Vorgegebener Textauszug:
========
2) Eingetragene Vereine können gemäß Artikel 3 der Regelung des Beschwerderechts beschwerdeberechtigt sein, sofern sie ein berechtigtes Interesse haben. Dies ist bei einem eingetragenen Verein, der sich nach seinem Satzungszweck der Förderung der Wirtschaft und des Verkehrs im Rheinstromgebiet widmet, bei einer Beeinträchtigung des Verkehrs auf dem Rhein in der Regel der Fall.
3) Ob ein Altarm des Rheines, der historisch einmal Teil des Fahrwassers war, heute aber nicht mehr ist, der Anwendung der Mannheimer Akte unterliegt oder nicht, bleibt offen. Ein Fährbetrieb, der sich nur auf das Übersetzen von einem Ufer nach den gegenüberliegenden richtet, jedenfalls kann insoweit den Schutz der Mannheimer Akte nicht beanspruchen.
========
Gesammelte Daten:
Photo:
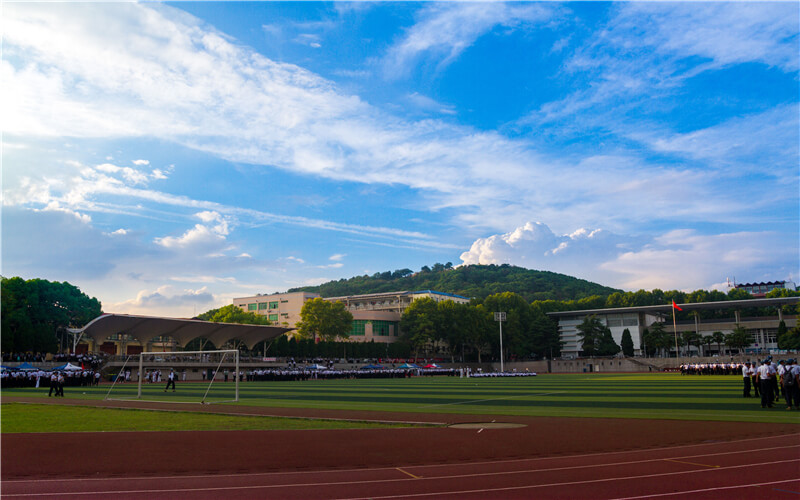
========
Aufgabenbeschreibung: Schreiben Sie den Textauszug oben zu Beschwerderecht und Mannheimer Akte vollständig und ohne jede Änderung ab.

Antwort zur Aufgabe:
2) Eingetragene Vereine können gemäß Artikel 3 der Regelung des Beschwerderechts beschwerdeberechtigt sein, sofern sie ein berechtigtes Interesse haben. Dies ist bei einem eingetragenen Verein, der sich nach seinem Satzungszweck der Förderung der Wirtschaft und des Verkehrs im Rheinstromgebiet widmet, bei einer Beeinträchtigung des Verkehrs auf dem Rhein in der Regel der Fall.
3) Ob ein Altarm des Rheines, der historisch einmal Teil des Fahrwassers war, heute aber nicht mehr ist, der Anwendung der Mannheimer Akte unterliegt oder nicht, bleibt offen. Ein Fährbetrieb, der sich nur auf das Übersetzen von einem Ufer nach den gegenüberliegenden richtet, jedenfalls kann insoweit den Schutz der Mannheimer Akte nicht beanspruchen.